Object point labels
--------------------------------

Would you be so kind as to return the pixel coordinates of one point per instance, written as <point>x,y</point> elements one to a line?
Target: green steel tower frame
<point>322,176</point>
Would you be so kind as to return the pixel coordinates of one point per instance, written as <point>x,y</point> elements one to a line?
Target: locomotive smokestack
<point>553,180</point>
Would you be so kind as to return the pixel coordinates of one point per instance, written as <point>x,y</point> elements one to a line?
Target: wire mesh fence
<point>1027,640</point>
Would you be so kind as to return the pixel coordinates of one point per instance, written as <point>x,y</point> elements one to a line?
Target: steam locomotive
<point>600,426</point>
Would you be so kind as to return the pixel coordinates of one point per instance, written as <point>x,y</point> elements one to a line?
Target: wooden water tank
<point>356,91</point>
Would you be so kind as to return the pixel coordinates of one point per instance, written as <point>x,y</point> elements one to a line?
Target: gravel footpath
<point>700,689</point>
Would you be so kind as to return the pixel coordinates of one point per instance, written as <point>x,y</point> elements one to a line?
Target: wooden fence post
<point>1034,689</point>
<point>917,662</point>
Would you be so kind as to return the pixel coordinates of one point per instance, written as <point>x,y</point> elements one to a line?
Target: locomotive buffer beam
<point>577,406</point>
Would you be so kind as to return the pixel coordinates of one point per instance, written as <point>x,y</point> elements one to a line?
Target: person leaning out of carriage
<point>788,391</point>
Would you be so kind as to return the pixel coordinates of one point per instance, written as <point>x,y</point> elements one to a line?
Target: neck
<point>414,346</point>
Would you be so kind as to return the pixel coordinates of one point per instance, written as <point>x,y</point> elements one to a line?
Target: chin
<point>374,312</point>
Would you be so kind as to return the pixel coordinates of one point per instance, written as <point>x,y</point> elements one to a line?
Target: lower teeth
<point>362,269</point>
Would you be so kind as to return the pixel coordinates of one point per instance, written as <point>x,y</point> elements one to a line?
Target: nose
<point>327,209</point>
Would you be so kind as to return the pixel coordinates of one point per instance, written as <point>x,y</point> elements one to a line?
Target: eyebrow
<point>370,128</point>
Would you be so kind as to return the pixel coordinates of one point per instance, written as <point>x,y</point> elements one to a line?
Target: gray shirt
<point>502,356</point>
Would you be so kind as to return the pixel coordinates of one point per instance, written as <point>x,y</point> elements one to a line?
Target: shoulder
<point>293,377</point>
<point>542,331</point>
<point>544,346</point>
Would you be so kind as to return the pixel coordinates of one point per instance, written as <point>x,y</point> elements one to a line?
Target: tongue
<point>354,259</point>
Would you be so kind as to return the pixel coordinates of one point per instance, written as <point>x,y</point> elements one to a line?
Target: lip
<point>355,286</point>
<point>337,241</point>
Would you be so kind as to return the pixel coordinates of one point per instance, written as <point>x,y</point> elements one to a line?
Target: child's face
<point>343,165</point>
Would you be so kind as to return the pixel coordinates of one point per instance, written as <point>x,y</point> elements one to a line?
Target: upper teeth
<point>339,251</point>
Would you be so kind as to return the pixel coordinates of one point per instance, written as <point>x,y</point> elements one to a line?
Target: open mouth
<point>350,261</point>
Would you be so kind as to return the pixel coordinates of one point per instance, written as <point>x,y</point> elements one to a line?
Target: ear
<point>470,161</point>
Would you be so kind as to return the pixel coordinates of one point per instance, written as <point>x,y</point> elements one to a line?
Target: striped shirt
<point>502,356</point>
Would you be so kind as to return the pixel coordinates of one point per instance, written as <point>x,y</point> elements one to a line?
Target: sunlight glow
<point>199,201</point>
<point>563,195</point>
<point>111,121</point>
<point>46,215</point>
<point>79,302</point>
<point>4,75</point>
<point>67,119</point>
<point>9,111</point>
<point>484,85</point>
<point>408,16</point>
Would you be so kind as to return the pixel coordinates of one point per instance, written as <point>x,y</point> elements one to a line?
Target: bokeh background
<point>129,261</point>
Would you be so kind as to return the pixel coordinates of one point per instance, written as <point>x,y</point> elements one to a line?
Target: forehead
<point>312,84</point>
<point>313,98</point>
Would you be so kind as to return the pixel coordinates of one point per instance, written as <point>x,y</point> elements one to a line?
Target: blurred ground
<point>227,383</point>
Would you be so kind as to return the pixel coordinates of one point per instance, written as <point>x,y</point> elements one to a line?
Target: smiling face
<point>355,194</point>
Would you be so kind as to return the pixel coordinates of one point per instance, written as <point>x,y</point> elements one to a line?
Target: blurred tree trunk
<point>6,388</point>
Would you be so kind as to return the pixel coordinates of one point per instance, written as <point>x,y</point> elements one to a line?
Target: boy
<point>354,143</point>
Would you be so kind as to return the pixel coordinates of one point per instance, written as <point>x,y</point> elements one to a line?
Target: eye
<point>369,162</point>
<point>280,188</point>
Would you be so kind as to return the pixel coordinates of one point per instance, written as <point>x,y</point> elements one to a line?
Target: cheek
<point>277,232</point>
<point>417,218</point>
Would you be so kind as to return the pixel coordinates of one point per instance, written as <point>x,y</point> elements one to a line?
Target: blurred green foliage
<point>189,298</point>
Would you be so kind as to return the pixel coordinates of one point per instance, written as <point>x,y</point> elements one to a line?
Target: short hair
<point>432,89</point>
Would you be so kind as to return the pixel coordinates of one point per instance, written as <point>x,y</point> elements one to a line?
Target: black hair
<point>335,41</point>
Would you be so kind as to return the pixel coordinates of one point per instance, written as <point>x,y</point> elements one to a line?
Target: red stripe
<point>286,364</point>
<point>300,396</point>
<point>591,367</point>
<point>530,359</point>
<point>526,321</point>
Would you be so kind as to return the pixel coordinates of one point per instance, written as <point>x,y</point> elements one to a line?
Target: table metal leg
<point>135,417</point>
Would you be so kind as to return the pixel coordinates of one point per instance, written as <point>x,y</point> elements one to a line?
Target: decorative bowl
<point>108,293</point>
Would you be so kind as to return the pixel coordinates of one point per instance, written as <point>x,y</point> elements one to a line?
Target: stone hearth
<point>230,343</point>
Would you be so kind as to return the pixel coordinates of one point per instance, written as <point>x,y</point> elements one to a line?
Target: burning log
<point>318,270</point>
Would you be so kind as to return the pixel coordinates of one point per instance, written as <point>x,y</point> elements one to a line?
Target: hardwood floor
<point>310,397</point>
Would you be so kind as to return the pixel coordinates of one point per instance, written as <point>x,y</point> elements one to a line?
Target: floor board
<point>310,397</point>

--------------------------------

__REQUEST__
Transcribe every entry word for word.

__THE ANSWER__
Would you be so kind as to return the pixel coordinates of one point per instance, written as <point>x,y</point> elements one to a line?
Target: green steel tower frame
<point>322,176</point>
Would you be so kind as to return the pixel coordinates of one point per instance, written as <point>x,y</point> elements one to a line?
Target: locomotive smokestack
<point>553,180</point>
Would you be so kind as to return the pixel coordinates of one point per instance, written as <point>x,y</point> elements one to a line?
Target: wire mesh fence
<point>1027,640</point>
Would you be so kind as to return the pixel coordinates of one point per instance, written as <point>x,y</point> elements one to a line?
Target: steam locomotive
<point>600,426</point>
Would you be so kind as to return the pixel coordinates of one point per instance, written as <point>x,y</point> elements one to a line?
Target: wooden water tank
<point>356,91</point>
Would you be so kind as to return the pixel coordinates of one point per instance, written as <point>x,y</point> elements one to a line?
Target: gravel footpath
<point>700,689</point>
Would you be so kind as to return the pixel coordinates of one point per instance, written as <point>x,y</point> elements one to a line?
Target: wooden fence post
<point>1034,689</point>
<point>917,662</point>
Would you be so kind as to return the pixel coordinates of one point per instance, written as <point>x,y</point> elements one to a line?
Target: locomotive buffer beam
<point>577,406</point>
Would you be so kind as to return the pixel coordinates of one point per instance, written as <point>x,y</point> elements one to a line?
Target: person leaning out of carriage
<point>788,391</point>
Would you be so kind as to return the pixel coordinates of one point per instance, written as <point>x,y</point> elements one to a line?
Target: neck
<point>414,346</point>
Would you be so kind as to return the pixel coordinates of one point per instance, written as <point>x,y</point> elements one to a line?
Target: chin
<point>374,312</point>
Would you be so kind as to return the pixel coordinates of one point per instance, written as <point>x,y</point> elements one to a line?
Target: lower teeth
<point>362,269</point>
Would you be so kind as to return the pixel coordinates of one point per instance, written as <point>x,y</point> elements one to a line?
Target: nose
<point>327,209</point>
Would you be so kind as to return the pixel coordinates of one point per instance, written as <point>x,y</point> elements one to a line?
Target: eyebrow
<point>370,128</point>
Would you be so kind as to return the pixel coordinates of one point per instance, written as <point>x,y</point> elements one to a line?
Target: gray shirt
<point>502,356</point>
Would you be so kind as to return the pixel coordinates of one point per instance, written as <point>x,y</point> elements one to a line?
Target: shoulder
<point>293,377</point>
<point>542,331</point>
<point>544,346</point>
Would you be so kind as to return the pixel coordinates of one point per instance, written as <point>x,y</point> elements one to a line?
Target: tongue
<point>354,259</point>
Would you be so kind as to return the pixel coordinates of one point per instance, written as <point>x,y</point> elements one to a line?
Target: lip
<point>355,286</point>
<point>337,241</point>
Would you be so kind as to return the pixel coordinates of one point per instance, written as <point>x,y</point> elements one to a line?
Target: child's face
<point>343,165</point>
Would you be so kind as to return the pixel coordinates of one point per instance, written as <point>x,y</point> elements one to a line?
Target: upper teeth
<point>339,251</point>
Would you be so kind as to return the pixel coordinates of one point per instance, written as <point>x,y</point> elements one to a line?
Target: open mouth
<point>350,261</point>
Would you be so kind as to return the pixel coordinates of one point per instance, written as <point>x,y</point> elements one to a line?
Target: ear
<point>470,161</point>
Would you be so kind as to return the pixel coordinates of one point per instance, written as <point>x,y</point> elements one to a line?
Target: striped shirt
<point>502,356</point>
Would you be so kind as to return the pixel coordinates of one point per instance, written as <point>x,y</point> elements one to a line?
Target: sunlight glow
<point>199,201</point>
<point>563,195</point>
<point>111,121</point>
<point>46,215</point>
<point>79,302</point>
<point>4,75</point>
<point>67,119</point>
<point>9,111</point>
<point>484,85</point>
<point>408,16</point>
Would you be so kind as to return the pixel coordinates of one point per instance, written as <point>x,y</point> elements one to a line?
Target: bokeh background
<point>129,261</point>
Would you be so kind as to return the pixel coordinates of one point per instance, written as <point>x,y</point> elements one to a line?
Target: forehead
<point>312,84</point>
<point>313,98</point>
Would you be so kind as to return the pixel coordinates of one point per instance, written as <point>x,y</point> elements one to a line?
Target: blurred ground
<point>227,383</point>
Would you be so kind as to return the pixel coordinates of one point per instance, written as <point>x,y</point> elements one to a line?
Target: smiling face
<point>355,194</point>
Would you be so kind as to return the pixel coordinates of one point per instance, written as <point>x,y</point> elements one to a line?
Target: blurred tree trunk
<point>6,388</point>
Would you be so kind as to return the pixel coordinates of one point per instance, written as <point>x,y</point> elements one to a line?
Target: boy
<point>354,143</point>
Would you be so kind as to return the pixel coordinates of one point per instance, written as <point>x,y</point> elements one to a line?
Target: eye
<point>369,162</point>
<point>280,188</point>
Would you be so kind as to return the pixel coordinates of one point per instance, written as <point>x,y</point> elements one to a line?
Target: cheek
<point>277,232</point>
<point>417,218</point>
Would you be so kind as to return the pixel coordinates of one point per instance, written as <point>x,y</point> elements one to a line?
Target: blurred green foliage
<point>189,298</point>
Would you be so kind as to return the pixel coordinates of one point per instance, written as <point>x,y</point> elements one to a line?
Target: short hair
<point>432,89</point>
Would you be so kind as to return the pixel coordinates of one point per instance, written as <point>x,y</point> elements one to a line?
Target: black hair
<point>335,41</point>
Would you be so kind as to return the pixel coordinates of one point per instance, written as <point>x,y</point> elements one to a line?
Target: red stripe
<point>286,364</point>
<point>300,396</point>
<point>591,367</point>
<point>530,359</point>
<point>526,321</point>
Would you be so kind as to return the pixel coordinates of one point per instance, written as <point>x,y</point> elements one to a line?
Target: table metal leg
<point>135,417</point>
Would you be so kind as to return the pixel coordinates of one point per instance, written as <point>x,y</point> elements one to a line?
Target: decorative bowl
<point>108,293</point>
Would you be so kind as to return the pixel coordinates of one point per instance, written as <point>x,y</point> elements one to a line?
Target: stone hearth
<point>230,343</point>
Would you be so kind as to return the pixel coordinates of one point per instance, written as <point>x,y</point> elements one to a line?
Target: burning log
<point>318,270</point>
Would you be so kind as to return the pixel coordinates of one point per instance, written as <point>x,y</point> elements one to a line?
Target: hardwood floor
<point>310,397</point>
Would you be so kind as to return the pixel coordinates of one point per instance, written as <point>x,y</point> elements one to a line?
Target: floor board
<point>310,397</point>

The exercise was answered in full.